**Problem statement**: Swap "keypoint" for "marker" in the items from the start through the line containing "(1177, 454)", both ends included, and give those lines again with nothing else changed. Omit the pictures from your answer.

(Items from a dataset)
- - - -

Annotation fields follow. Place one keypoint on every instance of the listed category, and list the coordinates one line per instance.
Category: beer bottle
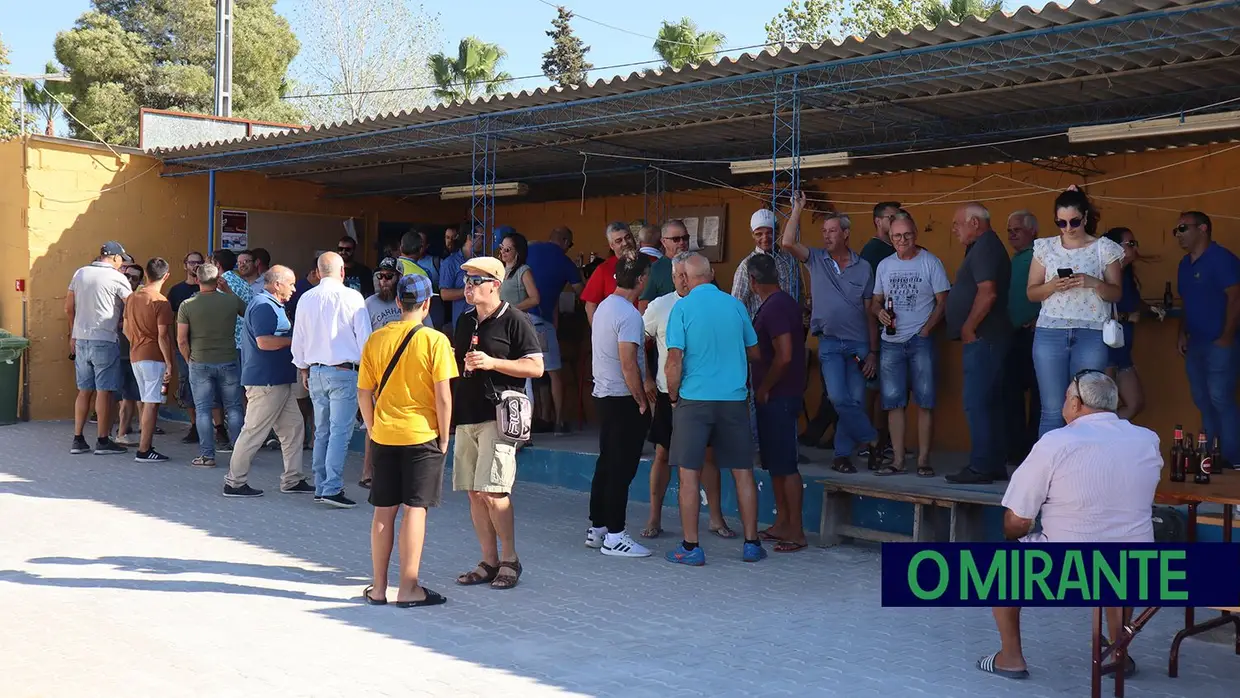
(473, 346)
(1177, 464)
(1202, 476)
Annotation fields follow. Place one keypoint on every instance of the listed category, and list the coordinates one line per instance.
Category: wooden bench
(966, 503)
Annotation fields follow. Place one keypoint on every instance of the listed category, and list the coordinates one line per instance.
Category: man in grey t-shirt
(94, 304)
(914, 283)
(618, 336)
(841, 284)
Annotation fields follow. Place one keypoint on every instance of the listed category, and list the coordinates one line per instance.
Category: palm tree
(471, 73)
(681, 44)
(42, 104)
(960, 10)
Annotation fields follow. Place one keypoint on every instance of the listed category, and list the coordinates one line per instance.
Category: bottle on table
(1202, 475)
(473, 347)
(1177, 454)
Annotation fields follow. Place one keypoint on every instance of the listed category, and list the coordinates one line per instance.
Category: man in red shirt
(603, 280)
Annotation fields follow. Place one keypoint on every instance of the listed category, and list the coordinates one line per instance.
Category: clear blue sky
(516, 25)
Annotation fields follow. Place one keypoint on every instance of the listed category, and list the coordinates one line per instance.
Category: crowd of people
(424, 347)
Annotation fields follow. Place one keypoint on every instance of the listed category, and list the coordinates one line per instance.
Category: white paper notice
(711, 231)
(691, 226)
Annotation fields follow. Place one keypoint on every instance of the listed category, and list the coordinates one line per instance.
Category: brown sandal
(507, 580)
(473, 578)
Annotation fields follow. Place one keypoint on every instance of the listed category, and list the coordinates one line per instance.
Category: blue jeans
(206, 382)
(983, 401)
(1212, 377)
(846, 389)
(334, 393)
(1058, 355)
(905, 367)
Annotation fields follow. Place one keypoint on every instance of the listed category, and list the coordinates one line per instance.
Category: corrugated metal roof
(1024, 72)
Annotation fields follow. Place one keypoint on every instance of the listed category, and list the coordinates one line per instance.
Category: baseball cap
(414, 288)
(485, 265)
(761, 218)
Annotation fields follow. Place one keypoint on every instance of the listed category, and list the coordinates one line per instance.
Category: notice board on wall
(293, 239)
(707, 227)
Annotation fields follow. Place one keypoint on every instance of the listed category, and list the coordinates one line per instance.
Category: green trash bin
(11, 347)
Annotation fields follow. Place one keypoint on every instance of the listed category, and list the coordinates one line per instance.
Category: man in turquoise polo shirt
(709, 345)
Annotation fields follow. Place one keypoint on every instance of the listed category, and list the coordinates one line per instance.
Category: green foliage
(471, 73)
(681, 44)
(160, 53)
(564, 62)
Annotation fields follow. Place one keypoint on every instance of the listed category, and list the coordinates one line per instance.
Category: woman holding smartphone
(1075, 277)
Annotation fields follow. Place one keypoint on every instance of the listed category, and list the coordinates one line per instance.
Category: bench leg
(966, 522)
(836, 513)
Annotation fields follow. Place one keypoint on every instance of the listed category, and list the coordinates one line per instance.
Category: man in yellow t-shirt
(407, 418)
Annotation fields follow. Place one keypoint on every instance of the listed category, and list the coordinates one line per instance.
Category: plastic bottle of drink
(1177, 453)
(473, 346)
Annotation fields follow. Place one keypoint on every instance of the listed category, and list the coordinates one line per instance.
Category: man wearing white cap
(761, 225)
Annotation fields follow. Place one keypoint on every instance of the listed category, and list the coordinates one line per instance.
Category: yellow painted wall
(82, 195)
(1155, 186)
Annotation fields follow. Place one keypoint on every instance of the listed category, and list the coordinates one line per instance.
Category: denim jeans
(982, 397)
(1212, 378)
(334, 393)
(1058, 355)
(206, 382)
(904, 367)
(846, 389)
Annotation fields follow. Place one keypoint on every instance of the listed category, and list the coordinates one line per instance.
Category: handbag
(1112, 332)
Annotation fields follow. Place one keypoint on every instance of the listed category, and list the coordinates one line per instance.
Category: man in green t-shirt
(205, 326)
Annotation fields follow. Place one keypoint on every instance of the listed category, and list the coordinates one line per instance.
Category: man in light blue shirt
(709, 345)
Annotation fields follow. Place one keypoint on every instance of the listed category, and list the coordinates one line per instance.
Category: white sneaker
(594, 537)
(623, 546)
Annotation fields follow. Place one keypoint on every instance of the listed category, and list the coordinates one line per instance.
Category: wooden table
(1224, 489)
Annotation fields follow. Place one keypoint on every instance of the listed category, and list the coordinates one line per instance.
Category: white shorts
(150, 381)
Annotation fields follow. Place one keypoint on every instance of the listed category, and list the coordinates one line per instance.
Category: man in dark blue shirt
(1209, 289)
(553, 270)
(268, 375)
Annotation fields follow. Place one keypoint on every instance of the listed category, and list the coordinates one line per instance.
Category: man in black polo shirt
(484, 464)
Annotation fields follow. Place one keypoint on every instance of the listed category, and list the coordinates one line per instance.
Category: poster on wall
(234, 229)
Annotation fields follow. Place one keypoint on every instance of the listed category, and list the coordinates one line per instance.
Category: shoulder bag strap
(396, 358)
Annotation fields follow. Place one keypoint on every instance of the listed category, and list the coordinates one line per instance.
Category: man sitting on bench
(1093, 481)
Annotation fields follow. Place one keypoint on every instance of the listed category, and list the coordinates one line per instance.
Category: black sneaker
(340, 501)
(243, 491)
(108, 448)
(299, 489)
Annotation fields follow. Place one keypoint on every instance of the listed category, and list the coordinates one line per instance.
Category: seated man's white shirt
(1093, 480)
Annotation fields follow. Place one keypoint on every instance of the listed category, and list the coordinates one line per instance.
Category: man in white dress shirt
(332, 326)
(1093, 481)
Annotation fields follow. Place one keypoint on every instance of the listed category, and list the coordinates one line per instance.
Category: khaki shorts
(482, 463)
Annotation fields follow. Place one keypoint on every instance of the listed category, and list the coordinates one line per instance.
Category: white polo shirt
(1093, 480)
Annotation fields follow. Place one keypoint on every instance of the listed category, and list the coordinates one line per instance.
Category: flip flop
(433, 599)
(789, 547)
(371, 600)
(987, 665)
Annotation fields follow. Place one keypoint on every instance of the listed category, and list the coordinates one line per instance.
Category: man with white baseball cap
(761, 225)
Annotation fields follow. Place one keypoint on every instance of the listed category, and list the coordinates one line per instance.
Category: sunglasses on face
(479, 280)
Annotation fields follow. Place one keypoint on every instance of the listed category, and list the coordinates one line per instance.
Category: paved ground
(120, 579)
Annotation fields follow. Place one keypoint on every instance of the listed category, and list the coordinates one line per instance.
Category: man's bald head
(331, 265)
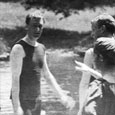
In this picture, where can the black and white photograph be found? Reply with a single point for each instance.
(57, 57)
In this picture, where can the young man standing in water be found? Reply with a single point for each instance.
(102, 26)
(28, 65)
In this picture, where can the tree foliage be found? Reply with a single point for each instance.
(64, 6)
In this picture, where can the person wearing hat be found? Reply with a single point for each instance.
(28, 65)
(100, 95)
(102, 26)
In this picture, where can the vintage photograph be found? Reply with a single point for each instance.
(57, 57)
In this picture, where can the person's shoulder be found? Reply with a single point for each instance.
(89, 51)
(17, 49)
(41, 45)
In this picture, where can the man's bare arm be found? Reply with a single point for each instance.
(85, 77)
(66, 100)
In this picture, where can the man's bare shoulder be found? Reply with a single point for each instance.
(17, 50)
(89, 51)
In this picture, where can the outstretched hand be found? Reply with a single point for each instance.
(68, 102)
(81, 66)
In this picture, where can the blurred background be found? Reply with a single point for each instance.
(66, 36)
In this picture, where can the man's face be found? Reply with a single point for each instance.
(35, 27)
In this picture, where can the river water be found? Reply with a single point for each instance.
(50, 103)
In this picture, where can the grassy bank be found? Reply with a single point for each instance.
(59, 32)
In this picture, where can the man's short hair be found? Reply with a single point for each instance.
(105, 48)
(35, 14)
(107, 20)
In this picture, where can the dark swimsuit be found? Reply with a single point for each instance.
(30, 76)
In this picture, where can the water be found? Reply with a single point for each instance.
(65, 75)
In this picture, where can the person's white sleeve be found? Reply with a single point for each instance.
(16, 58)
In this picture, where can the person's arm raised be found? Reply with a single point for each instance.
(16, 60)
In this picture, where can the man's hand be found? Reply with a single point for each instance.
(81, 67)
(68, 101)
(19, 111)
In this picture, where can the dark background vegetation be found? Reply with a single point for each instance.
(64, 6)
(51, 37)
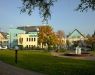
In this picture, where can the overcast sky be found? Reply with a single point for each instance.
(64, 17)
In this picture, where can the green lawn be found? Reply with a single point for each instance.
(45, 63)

- - - -

**Answer to this problem**:
Annotation fields follow. Place one marker on every instance of the listed category, and list the coordinates one line per instance.
Category: beer bottle
(473, 346)
(1177, 464)
(1202, 476)
Annotation fields follow. Place one marker on every instance of the listed category, and list the coordinates one line per instance.
Category: wooden bench
(966, 503)
Annotation fields follow. Place one marker on every instance of the listed category, and list the coordinates one line per instance.
Category: man in grey t-shirt
(94, 304)
(914, 283)
(618, 336)
(841, 284)
Annotation fields follow. Place one marker on every instance of the listed category, and list the coordinates one line per instance.
Category: palm tree
(471, 73)
(681, 44)
(42, 104)
(960, 10)
Annotation fields follow. Place one marker on every instance of the listed category, and list the coordinates one line per instance.
Category: bottle on table
(1202, 475)
(473, 347)
(1177, 454)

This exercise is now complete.